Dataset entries
* * * *

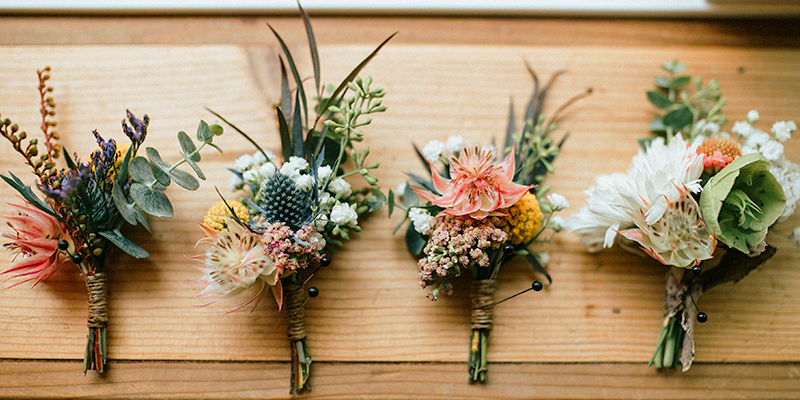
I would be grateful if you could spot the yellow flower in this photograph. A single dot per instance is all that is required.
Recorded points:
(523, 220)
(214, 217)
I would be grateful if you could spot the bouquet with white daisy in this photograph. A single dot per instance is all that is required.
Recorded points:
(290, 215)
(696, 199)
(480, 209)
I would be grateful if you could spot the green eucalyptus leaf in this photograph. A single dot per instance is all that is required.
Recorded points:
(125, 207)
(194, 166)
(141, 170)
(657, 125)
(415, 241)
(184, 179)
(376, 200)
(216, 129)
(410, 197)
(204, 132)
(680, 81)
(151, 201)
(678, 118)
(658, 99)
(187, 145)
(155, 159)
(662, 82)
(125, 244)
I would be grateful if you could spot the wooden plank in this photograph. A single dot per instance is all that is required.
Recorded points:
(600, 308)
(27, 380)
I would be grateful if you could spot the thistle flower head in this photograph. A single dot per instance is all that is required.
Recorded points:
(283, 201)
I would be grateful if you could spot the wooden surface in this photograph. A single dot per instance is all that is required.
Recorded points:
(372, 332)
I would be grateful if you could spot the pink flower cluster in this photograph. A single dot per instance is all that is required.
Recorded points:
(292, 250)
(457, 243)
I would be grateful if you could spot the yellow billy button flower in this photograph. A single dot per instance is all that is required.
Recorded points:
(523, 220)
(214, 219)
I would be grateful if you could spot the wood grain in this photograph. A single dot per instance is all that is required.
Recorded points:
(372, 331)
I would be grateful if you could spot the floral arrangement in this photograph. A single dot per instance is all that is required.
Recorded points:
(478, 212)
(86, 204)
(289, 216)
(696, 198)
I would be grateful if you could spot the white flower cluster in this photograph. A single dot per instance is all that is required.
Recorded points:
(423, 221)
(256, 170)
(771, 147)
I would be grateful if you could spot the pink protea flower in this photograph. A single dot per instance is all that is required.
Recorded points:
(478, 186)
(236, 261)
(35, 236)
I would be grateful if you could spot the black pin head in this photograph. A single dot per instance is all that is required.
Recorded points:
(702, 317)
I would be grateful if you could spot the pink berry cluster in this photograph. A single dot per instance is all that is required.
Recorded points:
(292, 250)
(457, 243)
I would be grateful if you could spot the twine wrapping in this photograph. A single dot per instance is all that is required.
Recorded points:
(98, 289)
(295, 299)
(482, 297)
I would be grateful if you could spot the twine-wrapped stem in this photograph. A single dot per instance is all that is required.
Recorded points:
(482, 296)
(97, 287)
(294, 300)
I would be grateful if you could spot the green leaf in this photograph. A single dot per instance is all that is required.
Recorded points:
(155, 159)
(141, 171)
(391, 202)
(298, 81)
(376, 201)
(151, 201)
(125, 244)
(658, 99)
(678, 118)
(657, 125)
(184, 179)
(747, 176)
(28, 194)
(286, 138)
(298, 149)
(312, 44)
(125, 207)
(334, 96)
(187, 145)
(194, 166)
(203, 133)
(680, 81)
(216, 129)
(415, 241)
(410, 198)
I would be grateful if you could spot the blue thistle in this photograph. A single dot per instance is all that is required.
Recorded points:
(283, 201)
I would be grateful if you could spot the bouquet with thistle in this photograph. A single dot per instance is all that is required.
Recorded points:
(86, 204)
(696, 198)
(479, 212)
(290, 215)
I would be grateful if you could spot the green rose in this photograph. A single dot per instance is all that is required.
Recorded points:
(742, 201)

* * * *

■ TASK ITEM:
Where a line in the entries holds the word "thistle", copy that line.

■ THE ANSWER:
I would be grateful if you could spot the thistle flower head in this photograph. A single dot per instance is all that is required.
I would be grateful if you could spot the blue thistle in this photograph. A single dot per instance is all that is required.
I would be grateful if you could spot the bouquet with thistle in this photograph. A single dot per instance is all that is required.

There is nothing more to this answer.